───── Supplied material

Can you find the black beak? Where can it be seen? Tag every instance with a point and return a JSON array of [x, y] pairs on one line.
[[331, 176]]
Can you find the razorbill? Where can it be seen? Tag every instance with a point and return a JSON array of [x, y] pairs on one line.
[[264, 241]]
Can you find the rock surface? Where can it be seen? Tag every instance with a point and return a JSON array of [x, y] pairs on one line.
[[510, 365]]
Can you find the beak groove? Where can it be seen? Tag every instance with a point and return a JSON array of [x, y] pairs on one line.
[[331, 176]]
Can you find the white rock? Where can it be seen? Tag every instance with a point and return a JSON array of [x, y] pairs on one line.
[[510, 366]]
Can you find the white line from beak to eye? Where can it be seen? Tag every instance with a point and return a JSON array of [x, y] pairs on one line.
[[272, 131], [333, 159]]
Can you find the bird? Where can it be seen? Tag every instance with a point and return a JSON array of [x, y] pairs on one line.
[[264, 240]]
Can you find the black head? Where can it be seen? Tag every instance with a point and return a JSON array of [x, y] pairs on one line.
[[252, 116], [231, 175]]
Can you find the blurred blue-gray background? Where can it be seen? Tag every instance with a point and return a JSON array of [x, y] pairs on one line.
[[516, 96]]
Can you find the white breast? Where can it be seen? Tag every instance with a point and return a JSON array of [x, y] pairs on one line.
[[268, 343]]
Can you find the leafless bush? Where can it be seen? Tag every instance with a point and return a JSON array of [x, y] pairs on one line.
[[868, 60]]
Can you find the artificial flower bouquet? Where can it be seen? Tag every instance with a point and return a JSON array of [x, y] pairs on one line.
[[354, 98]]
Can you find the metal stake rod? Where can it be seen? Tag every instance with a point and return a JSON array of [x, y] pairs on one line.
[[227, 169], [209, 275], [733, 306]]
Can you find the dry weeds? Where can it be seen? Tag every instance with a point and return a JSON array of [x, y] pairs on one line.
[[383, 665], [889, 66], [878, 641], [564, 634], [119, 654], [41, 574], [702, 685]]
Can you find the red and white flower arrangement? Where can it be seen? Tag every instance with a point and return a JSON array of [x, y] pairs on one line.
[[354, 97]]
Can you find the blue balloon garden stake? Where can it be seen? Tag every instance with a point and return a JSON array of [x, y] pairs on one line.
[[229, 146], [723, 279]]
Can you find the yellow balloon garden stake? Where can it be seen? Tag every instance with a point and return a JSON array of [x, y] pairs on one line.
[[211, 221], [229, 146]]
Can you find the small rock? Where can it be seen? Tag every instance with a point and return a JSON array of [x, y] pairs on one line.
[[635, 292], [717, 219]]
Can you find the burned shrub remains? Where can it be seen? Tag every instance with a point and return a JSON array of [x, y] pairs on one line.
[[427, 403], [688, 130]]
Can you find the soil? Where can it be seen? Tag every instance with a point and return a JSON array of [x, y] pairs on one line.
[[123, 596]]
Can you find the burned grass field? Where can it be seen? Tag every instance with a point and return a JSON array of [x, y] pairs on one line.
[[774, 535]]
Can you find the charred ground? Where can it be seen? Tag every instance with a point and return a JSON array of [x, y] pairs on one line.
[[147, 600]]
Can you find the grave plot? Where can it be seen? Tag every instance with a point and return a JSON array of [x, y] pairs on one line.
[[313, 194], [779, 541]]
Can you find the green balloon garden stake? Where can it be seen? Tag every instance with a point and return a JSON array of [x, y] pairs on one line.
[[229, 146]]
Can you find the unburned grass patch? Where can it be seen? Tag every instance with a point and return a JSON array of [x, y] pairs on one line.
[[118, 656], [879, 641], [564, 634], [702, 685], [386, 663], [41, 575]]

──────────

Duplicate every line of the records above without any changes.

Can you find the black beak? Where can it be seen? Tag every instance with a point and return a JSON array of [x, y] pairs on one line.
[[331, 176]]
Can you find the razorbill? Where can it be seen? Tag every instance with a point and return a JSON array of [x, y] pairs on one line.
[[264, 241]]
Can you find the rock surface? Where can it be seen? Tag every instance with a point and return a JSON array of [x, y] pairs on one line.
[[510, 365]]
Can you find the beak groove? Where can it be seen? Tag every instance with a point and return a JSON array of [x, y] pairs on one line.
[[331, 176]]
Can you find the white rock? Where can it be seen? Tag every instance with a point and return a JSON array of [x, y] pairs on one line.
[[510, 366]]
Can you find the white line from beak to eye? Where can it be seen? Tag every instance with a point and return a JSON array of [x, y] pairs on one line.
[[272, 131], [333, 159]]
Can you find the bird? Where can it be seen? Tag every instance with a point and return a JSON array of [x, y] pairs on one line.
[[264, 240]]
Can you find the black head? Where can it be seen? Tag every instance with a point and return a JSON array of [x, y] pairs on one line.
[[252, 116], [231, 175]]
Can you find the blurred blue-gray background? Where can it be seen? Tag every instance with a point and return a JSON array of [x, y] pairs on one line.
[[516, 96]]
Can you find the white breast? Where can it be seen? Tag every instance with a point and return a JSON array of [x, y] pairs on one line.
[[268, 343]]
Can you find the leafless bush? Where can it be seen? Tag every instance with a point and return a JSON array of [x, y] pairs on one line.
[[868, 60]]
Can you find the artificial flower bouquet? Where can it be seen? Tag every instance with a point and return a JSON array of [x, y] pairs on one line.
[[354, 98]]
Can you find the metal stake rod? Where can it be seen? Tag every instance with a point and return a JSON array of [x, y] pairs on one line.
[[227, 169], [209, 275], [733, 306]]
Can you find the dry weeds? Where can it be seen? Tag every instance with a point and return a JSON array of [x, y] pairs on one line.
[[383, 665], [889, 66], [878, 641], [564, 634], [119, 654], [41, 574], [702, 685]]
Can you find the red and white flower arrangement? Where can it be seen? Tag every instance with a point and return a JSON array of [x, y] pairs on one line.
[[354, 97]]
Can you find the blue balloon garden stake? Where can it be seen? Tag every instance with a point and return a JSON array of [x, y] pairs on one line.
[[229, 146], [723, 279]]
Can you find the yellow balloon garden stake? Where can it be seen? Tag every instance with a point and return a JSON array of [x, y] pairs on one line.
[[211, 221], [229, 146]]
Can you find the small rock? Where can it be seen? Tag every instance with a point and return a JSON array of [x, y] pairs on one line.
[[635, 292], [717, 219]]
Can you find the burned shrub remains? Where can it be seen? Tag every instance with a point and return a JSON array of [x, y] pairs on one line.
[[427, 403], [688, 130]]
Can you find the soil? Where can it be seen? Tag every instance with a point and return a JSON array of [x, y] pairs on one line.
[[123, 596]]
Can you find the burned grass field? Where can it be seen? Tag every instance with a point and return a JSON array of [x, y] pairs on one line.
[[774, 535]]
Can you find the charred ground? Where can it be seen? Tag every instance with a point and return a JSON array of [x, y] pairs on one line.
[[147, 600]]
Can you find the grave plot? Where can it be seen? Tag every instance with a point and return a JSON array of [x, y] pairs on one line.
[[313, 194], [779, 541]]
Can you find the green balloon garden stake? Where can it be seen? Tag every instance with a point and return a JSON array of [x, y] pairs on one line.
[[229, 146]]
Can you find the unburned grass patch? Where can it be seen? Tag every instance with a point and return a JSON array of [x, y] pairs on one line.
[[118, 656], [879, 641], [564, 634], [702, 685], [386, 663], [41, 575]]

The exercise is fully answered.